• **Lesetext**:
- - -
Was der „Spötter“ zu Papier gebracht hat? Er hämt auf seinem Schrieb, während der Essenzubereitung in der ehemaligen Ratskeller-Küche hätten sich im Gebäude über Jahrzehnte „aggressive Speisedämpfe von Kohlrouladen, Sauerkraut und Labskaus in sehr hohen Konzentrationen gebildet und abgelagert“. Ein „Bundesamt für lokale Esskultur BfEss“, geleitet von „Dr. Peter Unfug“, habe Aktivitätsmessungen in den Gebäudetrümmern durchgeführt und „besorgniserregend hohe Werte“ festgestellt. Das „hoch belastete Gebäude“ müsse - „ähnlich wie radioaktive Brennelemente in den bekannten Castor-Behältern“ noch mindestens 35 bis 40 Jahre „abklingen, bis die gefährlichen Rückstände der Küchendämpfe unterhalb der Grenzwerte liegen“.

„Abschirmender Sarkophag ratsam“

Zurzeit prüfe auch der „Gaststätten-Neutralisierungs-Service (GNS)“, ob die Errichtung eines abschirmenden Sarkophags aus Beton ratsam und notwendig sei, damit die Ruine sicher eingeschlossen werden könnte. „Das Prinzip hat sich bereits in Tschernobyl erfolgreich bewährt und könnte sich architektonisch reizvoll in das Stadtbild einfügen“. Garniert hat der Unterzeichner des Pamphlets, „Dr. S.C. Handfleck – Direktor für Öffentlichkeitsbelustigung“ seine Plakatchen mit Fotos von der Dannenberger Ruine, vom Tschernobyl-Sarkophag und mit einer Zusammen-Montage aus beiden Bildern.
- - -
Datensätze
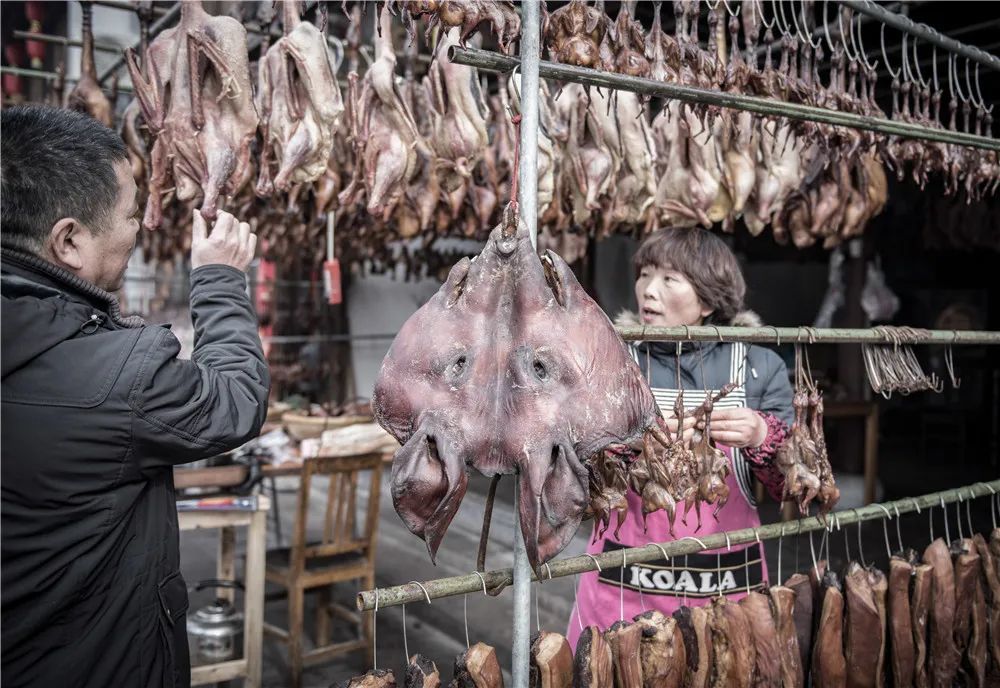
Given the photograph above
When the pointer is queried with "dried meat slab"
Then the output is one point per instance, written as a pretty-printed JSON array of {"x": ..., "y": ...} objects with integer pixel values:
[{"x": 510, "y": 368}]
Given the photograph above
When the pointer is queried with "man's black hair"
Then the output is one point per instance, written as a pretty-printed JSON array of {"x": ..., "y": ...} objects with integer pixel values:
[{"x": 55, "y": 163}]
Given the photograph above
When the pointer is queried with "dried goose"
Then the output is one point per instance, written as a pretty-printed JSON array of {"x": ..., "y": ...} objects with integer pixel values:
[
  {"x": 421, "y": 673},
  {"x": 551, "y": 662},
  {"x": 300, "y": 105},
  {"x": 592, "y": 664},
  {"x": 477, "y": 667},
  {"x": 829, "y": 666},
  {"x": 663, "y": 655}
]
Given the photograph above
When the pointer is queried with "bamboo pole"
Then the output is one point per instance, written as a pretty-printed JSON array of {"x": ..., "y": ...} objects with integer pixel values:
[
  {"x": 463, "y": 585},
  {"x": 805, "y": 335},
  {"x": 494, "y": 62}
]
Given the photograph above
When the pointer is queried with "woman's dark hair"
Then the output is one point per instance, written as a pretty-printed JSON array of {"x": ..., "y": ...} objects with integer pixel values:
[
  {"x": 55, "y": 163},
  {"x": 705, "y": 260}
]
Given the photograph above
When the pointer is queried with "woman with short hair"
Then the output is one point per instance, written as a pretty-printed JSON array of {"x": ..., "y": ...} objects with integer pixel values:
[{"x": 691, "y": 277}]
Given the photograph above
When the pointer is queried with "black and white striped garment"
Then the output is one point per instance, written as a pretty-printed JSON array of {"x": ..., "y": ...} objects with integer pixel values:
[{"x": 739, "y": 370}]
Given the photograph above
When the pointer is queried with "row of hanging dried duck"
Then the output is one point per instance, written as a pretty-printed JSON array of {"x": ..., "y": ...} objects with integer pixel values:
- - -
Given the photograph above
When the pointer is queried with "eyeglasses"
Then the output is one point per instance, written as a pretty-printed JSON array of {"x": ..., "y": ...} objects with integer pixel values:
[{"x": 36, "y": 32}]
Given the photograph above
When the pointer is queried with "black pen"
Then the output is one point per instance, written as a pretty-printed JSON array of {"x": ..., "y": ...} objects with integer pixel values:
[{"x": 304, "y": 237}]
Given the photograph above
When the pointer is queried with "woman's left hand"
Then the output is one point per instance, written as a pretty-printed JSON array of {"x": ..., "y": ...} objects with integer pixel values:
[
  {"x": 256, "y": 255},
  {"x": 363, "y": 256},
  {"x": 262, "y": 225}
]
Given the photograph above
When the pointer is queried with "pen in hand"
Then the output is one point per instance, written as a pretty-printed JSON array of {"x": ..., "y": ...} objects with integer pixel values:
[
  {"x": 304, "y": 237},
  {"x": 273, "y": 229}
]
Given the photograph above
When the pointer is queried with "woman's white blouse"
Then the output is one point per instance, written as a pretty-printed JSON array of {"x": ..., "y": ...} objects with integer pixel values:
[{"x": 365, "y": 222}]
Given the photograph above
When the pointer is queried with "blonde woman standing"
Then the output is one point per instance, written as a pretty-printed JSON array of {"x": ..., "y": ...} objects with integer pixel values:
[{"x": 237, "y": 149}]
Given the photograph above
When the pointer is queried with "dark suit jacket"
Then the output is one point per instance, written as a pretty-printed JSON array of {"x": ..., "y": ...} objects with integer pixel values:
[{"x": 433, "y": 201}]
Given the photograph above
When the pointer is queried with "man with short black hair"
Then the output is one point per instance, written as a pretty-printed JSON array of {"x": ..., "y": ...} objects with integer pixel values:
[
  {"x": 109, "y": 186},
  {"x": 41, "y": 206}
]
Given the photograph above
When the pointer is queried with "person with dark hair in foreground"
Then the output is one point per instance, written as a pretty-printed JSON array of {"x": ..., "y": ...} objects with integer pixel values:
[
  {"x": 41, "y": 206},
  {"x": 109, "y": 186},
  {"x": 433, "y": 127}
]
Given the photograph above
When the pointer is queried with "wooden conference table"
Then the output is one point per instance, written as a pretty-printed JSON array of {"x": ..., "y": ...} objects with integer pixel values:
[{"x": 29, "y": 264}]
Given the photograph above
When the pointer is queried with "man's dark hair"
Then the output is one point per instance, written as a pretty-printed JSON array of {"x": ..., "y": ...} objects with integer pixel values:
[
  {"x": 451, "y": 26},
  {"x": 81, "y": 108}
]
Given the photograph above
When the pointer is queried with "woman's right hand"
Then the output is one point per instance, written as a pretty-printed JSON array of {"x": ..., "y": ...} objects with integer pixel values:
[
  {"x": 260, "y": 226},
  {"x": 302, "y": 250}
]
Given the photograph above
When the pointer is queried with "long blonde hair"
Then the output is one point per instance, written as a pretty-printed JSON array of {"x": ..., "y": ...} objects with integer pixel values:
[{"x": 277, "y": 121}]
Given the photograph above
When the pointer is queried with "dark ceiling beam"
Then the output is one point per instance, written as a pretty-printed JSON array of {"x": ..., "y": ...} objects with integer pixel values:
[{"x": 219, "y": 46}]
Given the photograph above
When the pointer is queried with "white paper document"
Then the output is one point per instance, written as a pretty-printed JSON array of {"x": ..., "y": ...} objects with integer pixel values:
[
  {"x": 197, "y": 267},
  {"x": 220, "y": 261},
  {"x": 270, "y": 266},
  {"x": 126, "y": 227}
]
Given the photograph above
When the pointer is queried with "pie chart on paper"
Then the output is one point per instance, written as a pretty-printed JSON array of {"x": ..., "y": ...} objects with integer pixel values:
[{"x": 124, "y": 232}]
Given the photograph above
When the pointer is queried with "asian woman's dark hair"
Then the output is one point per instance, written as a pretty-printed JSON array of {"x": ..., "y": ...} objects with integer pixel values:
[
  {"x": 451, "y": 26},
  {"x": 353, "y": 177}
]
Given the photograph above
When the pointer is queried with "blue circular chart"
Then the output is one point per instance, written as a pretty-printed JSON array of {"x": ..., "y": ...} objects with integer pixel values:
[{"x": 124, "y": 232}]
- - -
• **Kurze Aufgabe**: Kopiere aus dem Text über die Ratskeller-Ruine wortgetreu den Abschnitt, der mit den Worten „Zurzeit prüfe auch“ einsetzt und mit „aus beiden Bildern.“ schließt. Die Einträge spielen hierbei keine Rolle.

• **Antwort**:
Zurzeit prüfe auch der „Gaststätten-Neutralisierungs-Service (GNS)“, ob die Errichtung eines abschirmenden Sarkophags aus Beton ratsam und notwendig sei, damit die Ruine sicher eingeschlossen werden könnte. „Das Prinzip hat sich bereits in Tschernobyl erfolgreich bewährt und könnte sich architektonisch reizvoll in das Stadtbild einfügen“. Garniert hat der Unterzeichner des Pamphlets, „Dr. S.C. Handfleck – Direktor für Öffentlichkeitsbelustigung“ seine Plakatchen mit Fotos von der Dannenberger Ruine, vom Tschernobyl-Sarkophag und mit einer Zusammen-Montage aus beiden Bildern.